Record set ▸

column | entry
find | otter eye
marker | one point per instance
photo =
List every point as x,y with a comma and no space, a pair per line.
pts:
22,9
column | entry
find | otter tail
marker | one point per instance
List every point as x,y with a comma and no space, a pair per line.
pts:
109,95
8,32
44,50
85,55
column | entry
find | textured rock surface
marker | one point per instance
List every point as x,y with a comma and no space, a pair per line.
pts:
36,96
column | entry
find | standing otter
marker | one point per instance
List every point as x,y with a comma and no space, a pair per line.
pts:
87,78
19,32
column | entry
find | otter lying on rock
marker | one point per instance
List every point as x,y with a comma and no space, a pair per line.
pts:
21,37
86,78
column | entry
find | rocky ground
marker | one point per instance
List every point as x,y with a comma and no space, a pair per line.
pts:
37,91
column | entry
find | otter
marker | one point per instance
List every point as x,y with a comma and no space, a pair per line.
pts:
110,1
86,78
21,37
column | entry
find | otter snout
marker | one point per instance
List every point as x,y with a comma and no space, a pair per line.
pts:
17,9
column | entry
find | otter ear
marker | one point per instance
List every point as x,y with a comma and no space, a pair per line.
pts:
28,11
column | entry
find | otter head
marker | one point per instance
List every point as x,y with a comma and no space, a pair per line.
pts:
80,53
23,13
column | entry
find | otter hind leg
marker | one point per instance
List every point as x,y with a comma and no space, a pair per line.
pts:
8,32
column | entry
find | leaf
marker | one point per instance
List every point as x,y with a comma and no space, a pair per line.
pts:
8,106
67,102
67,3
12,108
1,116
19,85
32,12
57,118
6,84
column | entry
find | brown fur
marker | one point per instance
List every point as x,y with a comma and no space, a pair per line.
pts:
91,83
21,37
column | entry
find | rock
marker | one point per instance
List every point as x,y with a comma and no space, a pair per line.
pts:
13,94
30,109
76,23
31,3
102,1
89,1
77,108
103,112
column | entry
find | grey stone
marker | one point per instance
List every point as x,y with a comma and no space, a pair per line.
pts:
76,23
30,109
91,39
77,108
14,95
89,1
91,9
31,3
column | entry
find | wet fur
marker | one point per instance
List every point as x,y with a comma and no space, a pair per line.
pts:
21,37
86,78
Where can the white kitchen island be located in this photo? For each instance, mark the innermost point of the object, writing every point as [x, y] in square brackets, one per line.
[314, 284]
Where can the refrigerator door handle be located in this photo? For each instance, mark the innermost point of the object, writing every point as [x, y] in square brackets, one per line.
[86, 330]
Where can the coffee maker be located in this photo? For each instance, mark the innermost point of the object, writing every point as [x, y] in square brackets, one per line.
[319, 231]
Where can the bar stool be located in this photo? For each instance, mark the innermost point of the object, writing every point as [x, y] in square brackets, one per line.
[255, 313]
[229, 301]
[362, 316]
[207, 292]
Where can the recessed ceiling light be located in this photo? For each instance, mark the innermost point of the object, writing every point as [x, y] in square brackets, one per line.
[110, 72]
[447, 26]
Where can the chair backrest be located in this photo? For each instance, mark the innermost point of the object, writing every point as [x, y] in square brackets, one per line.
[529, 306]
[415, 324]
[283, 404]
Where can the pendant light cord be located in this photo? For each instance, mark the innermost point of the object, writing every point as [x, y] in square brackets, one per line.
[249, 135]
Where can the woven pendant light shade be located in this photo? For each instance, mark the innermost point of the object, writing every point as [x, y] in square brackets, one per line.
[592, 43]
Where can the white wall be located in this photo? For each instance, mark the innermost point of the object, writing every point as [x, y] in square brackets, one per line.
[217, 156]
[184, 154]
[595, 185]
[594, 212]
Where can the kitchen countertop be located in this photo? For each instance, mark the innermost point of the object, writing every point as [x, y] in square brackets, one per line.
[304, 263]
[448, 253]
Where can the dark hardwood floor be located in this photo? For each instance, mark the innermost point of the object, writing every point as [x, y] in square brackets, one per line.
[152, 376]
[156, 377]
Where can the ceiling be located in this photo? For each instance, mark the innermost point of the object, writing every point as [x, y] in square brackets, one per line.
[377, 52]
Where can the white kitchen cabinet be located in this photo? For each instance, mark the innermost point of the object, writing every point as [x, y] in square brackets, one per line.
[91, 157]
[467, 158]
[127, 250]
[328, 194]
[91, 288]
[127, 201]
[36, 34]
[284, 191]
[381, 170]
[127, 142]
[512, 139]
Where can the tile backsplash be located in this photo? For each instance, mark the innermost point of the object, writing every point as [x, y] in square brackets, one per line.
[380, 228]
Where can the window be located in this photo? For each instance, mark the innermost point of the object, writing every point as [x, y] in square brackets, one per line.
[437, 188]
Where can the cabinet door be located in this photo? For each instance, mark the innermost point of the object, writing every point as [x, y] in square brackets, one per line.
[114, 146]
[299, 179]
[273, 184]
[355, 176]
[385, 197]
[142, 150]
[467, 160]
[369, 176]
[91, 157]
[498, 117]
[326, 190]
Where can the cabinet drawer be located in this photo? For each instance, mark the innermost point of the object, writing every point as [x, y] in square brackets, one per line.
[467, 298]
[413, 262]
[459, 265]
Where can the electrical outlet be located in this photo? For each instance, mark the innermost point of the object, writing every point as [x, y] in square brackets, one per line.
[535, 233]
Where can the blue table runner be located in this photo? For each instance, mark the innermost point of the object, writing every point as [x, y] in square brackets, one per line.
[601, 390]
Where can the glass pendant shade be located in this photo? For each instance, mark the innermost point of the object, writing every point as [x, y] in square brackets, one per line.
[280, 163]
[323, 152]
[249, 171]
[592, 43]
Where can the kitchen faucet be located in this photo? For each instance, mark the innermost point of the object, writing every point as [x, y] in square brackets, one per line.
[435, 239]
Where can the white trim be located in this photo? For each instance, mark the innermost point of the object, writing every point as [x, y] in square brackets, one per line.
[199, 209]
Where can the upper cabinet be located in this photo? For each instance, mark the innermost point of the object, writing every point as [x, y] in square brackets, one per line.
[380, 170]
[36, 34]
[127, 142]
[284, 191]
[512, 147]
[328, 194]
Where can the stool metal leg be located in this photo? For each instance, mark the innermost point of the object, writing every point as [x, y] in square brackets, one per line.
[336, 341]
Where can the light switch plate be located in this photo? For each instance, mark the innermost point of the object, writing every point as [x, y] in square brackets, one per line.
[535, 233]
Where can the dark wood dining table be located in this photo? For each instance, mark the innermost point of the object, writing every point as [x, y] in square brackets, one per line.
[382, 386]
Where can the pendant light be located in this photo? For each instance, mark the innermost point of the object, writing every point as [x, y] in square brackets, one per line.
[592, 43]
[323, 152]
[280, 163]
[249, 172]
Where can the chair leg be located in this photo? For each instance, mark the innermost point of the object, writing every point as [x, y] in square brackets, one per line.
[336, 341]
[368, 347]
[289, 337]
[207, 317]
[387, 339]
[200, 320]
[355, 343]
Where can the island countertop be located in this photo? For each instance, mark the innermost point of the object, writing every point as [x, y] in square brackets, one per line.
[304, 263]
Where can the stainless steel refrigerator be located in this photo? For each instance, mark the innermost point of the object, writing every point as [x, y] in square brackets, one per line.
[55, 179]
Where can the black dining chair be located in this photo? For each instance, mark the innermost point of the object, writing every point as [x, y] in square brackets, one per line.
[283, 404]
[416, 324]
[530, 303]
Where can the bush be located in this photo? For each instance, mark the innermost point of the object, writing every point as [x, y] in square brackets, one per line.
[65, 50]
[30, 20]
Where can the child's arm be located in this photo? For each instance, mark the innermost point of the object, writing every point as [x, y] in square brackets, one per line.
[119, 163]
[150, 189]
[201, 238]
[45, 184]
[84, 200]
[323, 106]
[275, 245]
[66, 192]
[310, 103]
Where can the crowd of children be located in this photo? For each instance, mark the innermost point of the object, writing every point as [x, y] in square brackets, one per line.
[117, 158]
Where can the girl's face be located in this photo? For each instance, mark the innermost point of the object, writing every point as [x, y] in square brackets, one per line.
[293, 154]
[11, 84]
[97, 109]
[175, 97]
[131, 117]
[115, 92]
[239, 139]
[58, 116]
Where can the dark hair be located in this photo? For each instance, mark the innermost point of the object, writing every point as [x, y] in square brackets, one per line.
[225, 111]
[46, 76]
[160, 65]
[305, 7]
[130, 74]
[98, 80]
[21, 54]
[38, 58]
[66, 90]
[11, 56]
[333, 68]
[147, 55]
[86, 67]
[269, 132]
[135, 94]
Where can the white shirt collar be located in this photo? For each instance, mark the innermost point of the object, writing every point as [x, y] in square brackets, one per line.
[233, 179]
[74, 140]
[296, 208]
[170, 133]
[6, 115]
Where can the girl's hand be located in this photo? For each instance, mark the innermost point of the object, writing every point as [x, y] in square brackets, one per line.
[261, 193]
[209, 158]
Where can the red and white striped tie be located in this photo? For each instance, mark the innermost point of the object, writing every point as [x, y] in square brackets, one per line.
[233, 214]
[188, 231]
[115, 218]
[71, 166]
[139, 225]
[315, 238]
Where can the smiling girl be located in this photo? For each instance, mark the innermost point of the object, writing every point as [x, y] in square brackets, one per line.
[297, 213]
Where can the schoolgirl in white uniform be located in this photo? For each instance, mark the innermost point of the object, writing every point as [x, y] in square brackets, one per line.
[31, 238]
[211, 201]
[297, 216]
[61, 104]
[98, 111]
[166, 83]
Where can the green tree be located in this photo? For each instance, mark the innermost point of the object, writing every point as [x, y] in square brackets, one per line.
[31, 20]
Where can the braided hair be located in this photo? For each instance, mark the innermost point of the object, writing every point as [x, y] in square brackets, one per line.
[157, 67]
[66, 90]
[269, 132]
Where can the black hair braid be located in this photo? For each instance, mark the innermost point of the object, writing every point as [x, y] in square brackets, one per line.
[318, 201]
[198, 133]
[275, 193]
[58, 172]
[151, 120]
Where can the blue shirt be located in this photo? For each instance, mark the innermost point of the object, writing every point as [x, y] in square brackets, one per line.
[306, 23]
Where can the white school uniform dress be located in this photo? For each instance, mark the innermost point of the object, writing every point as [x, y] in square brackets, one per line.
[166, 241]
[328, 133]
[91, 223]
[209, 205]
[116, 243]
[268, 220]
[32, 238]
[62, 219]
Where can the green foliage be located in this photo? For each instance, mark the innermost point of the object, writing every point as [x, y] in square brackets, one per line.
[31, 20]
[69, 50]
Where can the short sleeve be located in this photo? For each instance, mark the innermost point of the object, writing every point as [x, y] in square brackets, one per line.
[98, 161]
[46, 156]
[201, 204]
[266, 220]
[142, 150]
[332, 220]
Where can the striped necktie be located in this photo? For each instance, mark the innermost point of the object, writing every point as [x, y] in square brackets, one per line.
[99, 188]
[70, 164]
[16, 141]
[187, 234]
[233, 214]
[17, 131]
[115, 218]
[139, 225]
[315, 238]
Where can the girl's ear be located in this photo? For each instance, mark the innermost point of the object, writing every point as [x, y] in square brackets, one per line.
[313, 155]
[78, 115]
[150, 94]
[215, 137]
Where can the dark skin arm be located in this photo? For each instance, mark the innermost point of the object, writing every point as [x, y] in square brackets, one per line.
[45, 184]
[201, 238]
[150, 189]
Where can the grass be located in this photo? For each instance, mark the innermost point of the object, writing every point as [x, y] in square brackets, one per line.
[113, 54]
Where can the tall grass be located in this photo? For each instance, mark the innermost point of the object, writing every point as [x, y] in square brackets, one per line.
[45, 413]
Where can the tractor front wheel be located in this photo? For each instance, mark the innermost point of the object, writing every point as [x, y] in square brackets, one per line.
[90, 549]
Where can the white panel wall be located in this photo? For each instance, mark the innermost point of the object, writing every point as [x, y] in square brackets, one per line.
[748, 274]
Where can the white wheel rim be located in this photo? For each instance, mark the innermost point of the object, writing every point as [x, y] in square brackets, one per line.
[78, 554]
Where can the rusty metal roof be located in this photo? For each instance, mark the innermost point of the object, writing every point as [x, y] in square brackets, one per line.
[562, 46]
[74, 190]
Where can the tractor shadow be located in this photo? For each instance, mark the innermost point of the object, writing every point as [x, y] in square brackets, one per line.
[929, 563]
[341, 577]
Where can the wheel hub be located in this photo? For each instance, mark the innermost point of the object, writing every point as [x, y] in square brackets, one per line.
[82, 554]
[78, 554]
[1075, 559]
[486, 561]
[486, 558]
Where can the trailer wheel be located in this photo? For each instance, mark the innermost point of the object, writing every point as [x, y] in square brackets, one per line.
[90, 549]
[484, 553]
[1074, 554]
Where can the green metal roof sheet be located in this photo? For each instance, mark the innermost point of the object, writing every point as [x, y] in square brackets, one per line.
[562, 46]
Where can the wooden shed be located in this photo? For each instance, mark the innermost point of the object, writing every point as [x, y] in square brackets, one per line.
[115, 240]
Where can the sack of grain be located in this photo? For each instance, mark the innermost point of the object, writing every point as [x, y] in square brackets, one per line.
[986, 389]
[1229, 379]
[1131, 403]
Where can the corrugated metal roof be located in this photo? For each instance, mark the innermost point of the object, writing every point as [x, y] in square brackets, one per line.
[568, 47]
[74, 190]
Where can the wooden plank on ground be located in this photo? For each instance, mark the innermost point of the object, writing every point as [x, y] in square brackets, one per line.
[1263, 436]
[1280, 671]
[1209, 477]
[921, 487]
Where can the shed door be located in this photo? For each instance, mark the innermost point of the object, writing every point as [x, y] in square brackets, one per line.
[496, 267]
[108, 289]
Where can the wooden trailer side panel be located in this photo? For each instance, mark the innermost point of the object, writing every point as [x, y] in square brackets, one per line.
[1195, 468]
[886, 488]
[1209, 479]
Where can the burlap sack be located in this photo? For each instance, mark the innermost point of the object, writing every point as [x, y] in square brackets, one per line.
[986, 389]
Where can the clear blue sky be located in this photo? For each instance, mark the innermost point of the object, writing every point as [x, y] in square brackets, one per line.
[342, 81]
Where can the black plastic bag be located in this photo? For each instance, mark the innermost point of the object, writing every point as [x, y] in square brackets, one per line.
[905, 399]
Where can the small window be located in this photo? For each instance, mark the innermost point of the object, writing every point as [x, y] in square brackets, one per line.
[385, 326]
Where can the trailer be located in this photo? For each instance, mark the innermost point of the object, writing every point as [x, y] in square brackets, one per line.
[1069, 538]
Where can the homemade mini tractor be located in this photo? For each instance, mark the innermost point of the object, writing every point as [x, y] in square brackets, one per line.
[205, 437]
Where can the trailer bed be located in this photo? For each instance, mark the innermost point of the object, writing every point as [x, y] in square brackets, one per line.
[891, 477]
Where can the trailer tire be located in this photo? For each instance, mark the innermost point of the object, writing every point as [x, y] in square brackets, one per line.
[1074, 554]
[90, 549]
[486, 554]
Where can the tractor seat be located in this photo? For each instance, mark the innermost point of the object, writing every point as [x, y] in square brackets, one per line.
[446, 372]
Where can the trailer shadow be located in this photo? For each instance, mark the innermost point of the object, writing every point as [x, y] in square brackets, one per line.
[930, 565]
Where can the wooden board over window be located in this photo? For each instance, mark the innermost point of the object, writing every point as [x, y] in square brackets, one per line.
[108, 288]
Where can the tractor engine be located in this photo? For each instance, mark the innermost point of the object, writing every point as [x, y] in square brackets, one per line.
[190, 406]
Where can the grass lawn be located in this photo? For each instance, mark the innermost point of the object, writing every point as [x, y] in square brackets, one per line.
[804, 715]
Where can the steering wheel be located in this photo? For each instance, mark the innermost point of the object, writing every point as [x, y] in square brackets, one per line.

Task details ▸
Write down how many lines of the data above contain the word "otter", with nothing else.

Exercise output ▸
9